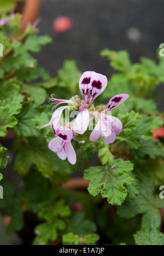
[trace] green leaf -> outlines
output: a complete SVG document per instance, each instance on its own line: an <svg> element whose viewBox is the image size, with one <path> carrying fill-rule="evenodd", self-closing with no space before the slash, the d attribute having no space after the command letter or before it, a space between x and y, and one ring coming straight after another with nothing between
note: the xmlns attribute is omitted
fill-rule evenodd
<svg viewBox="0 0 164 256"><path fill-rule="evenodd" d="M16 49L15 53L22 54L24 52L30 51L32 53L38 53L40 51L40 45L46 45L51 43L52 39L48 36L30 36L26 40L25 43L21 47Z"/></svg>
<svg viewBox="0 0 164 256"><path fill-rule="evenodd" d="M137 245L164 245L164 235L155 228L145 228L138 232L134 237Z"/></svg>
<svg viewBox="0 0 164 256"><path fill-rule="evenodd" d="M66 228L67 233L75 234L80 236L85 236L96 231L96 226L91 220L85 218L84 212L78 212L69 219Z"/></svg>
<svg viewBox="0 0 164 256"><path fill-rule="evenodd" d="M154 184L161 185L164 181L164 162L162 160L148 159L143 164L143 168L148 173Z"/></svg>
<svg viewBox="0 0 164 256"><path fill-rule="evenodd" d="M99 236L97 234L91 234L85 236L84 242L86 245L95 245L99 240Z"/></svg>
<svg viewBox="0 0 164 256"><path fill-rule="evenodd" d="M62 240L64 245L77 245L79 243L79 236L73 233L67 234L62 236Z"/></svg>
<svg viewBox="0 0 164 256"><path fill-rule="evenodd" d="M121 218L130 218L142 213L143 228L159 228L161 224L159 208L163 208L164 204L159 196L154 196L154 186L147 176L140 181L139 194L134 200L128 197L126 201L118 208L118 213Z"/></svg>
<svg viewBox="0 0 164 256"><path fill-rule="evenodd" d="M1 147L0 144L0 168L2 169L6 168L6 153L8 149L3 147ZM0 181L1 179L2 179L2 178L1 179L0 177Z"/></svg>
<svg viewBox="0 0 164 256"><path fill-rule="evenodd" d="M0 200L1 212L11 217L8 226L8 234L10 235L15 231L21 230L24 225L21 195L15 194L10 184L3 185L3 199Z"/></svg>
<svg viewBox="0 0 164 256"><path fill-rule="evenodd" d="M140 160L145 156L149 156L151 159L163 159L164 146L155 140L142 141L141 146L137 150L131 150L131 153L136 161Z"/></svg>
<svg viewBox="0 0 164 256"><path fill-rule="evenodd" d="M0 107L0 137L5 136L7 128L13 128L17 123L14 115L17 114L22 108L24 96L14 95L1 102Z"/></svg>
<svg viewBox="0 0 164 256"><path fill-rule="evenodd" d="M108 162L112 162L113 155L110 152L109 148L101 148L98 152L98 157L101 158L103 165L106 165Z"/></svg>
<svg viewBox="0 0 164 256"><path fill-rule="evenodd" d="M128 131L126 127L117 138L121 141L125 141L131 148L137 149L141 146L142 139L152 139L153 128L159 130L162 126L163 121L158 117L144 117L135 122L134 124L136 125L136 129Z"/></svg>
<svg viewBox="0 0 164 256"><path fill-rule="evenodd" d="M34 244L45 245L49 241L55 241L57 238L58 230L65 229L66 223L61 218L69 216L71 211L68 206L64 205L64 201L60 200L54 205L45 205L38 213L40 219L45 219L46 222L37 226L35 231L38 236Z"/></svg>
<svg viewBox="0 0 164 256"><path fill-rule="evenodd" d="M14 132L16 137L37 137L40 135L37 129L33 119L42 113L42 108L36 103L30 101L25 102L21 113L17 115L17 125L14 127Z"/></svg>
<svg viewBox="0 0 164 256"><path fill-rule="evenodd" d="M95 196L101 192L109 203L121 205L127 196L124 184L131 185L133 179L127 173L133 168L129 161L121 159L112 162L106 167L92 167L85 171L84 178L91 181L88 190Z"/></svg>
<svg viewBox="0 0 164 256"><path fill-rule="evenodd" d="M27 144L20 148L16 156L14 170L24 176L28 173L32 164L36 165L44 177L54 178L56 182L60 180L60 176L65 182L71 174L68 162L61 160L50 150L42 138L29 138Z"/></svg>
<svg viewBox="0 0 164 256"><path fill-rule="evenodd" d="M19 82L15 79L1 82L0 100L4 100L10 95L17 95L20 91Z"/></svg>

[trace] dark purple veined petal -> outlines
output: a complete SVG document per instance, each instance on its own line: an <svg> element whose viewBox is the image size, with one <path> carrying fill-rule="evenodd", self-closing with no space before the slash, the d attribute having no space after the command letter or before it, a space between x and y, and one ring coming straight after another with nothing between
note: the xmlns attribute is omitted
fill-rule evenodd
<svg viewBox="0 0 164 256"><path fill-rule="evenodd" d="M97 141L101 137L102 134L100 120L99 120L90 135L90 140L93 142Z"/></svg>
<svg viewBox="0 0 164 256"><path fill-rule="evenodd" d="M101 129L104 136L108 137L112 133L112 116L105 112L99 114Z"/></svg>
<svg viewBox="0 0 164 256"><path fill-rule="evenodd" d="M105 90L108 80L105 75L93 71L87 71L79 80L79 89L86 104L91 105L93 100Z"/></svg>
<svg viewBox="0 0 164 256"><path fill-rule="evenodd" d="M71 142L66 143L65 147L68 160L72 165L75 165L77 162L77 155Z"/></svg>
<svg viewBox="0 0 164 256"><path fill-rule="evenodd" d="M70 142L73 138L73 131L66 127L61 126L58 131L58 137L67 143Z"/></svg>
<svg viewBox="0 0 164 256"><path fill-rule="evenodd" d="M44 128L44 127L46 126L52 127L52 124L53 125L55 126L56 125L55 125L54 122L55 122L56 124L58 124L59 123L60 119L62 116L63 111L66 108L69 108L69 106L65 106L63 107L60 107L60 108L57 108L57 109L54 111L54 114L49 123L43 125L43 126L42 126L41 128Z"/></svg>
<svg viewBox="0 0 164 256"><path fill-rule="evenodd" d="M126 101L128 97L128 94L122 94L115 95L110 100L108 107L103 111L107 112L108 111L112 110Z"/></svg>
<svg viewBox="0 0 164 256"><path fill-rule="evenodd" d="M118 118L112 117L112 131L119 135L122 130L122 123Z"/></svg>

Goal
Rewrite everything from the line containing "[trace] dark purple veined petal -> outlines" down to the end of the listing, with "omitted" changed to "left out" and the rest left as it stands.

Result
[trace] dark purple veined petal -> outlines
output: a complete SVG document per instance, each instance on its own line: an <svg> element whose viewBox is the image size, with one <path> carrying fill-rule="evenodd", self-closing with no space before the slash, the d attribute having no space after the command letter or before it, a space between x and y, and one ring coming straight after another with nothing between
note: the xmlns attribute is left out
fill-rule evenodd
<svg viewBox="0 0 164 256"><path fill-rule="evenodd" d="M97 141L101 137L102 134L100 120L99 120L90 135L90 140L93 142Z"/></svg>
<svg viewBox="0 0 164 256"><path fill-rule="evenodd" d="M101 129L104 136L108 137L112 133L112 116L105 112L99 114Z"/></svg>
<svg viewBox="0 0 164 256"><path fill-rule="evenodd" d="M105 90L108 80L105 75L93 71L87 71L79 80L79 89L86 104L91 105L93 100Z"/></svg>
<svg viewBox="0 0 164 256"><path fill-rule="evenodd" d="M71 142L66 143L65 147L68 160L72 165L75 165L77 162L77 155Z"/></svg>
<svg viewBox="0 0 164 256"><path fill-rule="evenodd" d="M70 142L73 138L73 131L66 127L61 126L58 131L58 137L67 143Z"/></svg>
<svg viewBox="0 0 164 256"><path fill-rule="evenodd" d="M44 128L44 127L46 126L52 127L52 124L53 125L55 126L56 125L55 125L54 122L55 122L56 124L58 124L59 123L60 119L62 116L63 111L66 108L69 108L69 106L65 106L63 107L60 107L60 108L57 108L57 109L54 111L54 114L49 123L43 125L43 126L42 126L41 128Z"/></svg>
<svg viewBox="0 0 164 256"><path fill-rule="evenodd" d="M126 101L128 97L128 94L122 94L115 95L110 100L108 107L103 111L107 112L108 111L112 110Z"/></svg>
<svg viewBox="0 0 164 256"><path fill-rule="evenodd" d="M118 118L112 117L112 131L119 135L122 130L122 123Z"/></svg>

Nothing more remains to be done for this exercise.